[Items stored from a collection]
+===+
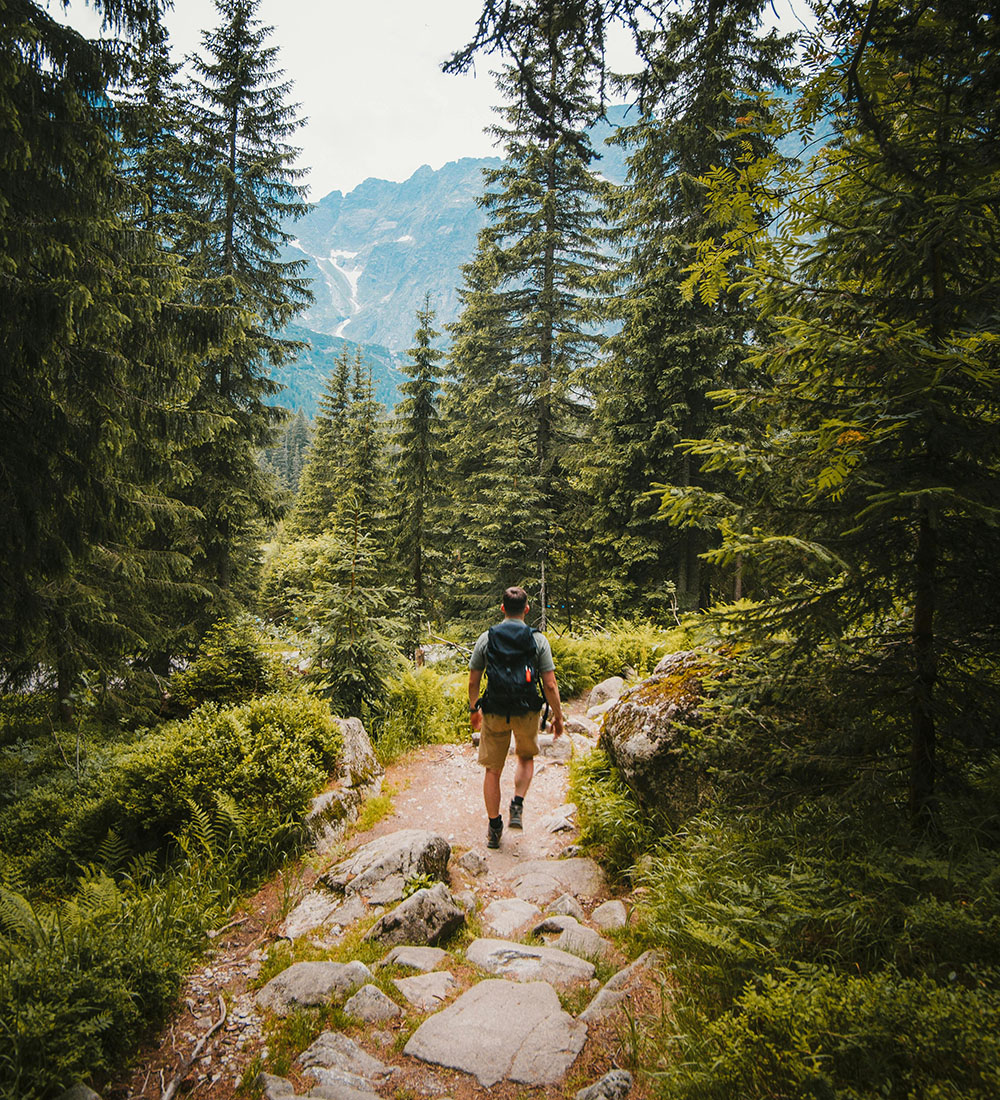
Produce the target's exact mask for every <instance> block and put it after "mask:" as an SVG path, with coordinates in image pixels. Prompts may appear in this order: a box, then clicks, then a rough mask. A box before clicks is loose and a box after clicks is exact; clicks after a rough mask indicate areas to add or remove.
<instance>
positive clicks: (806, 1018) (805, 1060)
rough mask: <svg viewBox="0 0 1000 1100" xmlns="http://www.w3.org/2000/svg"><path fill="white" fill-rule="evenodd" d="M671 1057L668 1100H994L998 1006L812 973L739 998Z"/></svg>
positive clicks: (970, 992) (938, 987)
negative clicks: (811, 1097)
+===+
• Work item: Write out every line of the entries above as a numbered list, omitting blank lines and leaving out the pictures.

• Solution to this problem:
1. Produce the target's exact mask for every <instance> block and put it after "mask:" as an SVG path, with coordinates in image pixels. Prompts may appear in this order: a box, then clicks, then a rough mask. A box before clicks is loose and a box after clicks is exact; clicks after a rough mask indicate areas to add or remove.
2. <instance>
3. positive clicks: (806, 1018) (805, 1060)
4. rough mask: <svg viewBox="0 0 1000 1100" xmlns="http://www.w3.org/2000/svg"><path fill="white" fill-rule="evenodd" d="M671 1057L668 1100H994L998 1006L812 973L739 998Z"/></svg>
5. positive clicks: (970, 992) (938, 987)
6. negative clicks: (811, 1097)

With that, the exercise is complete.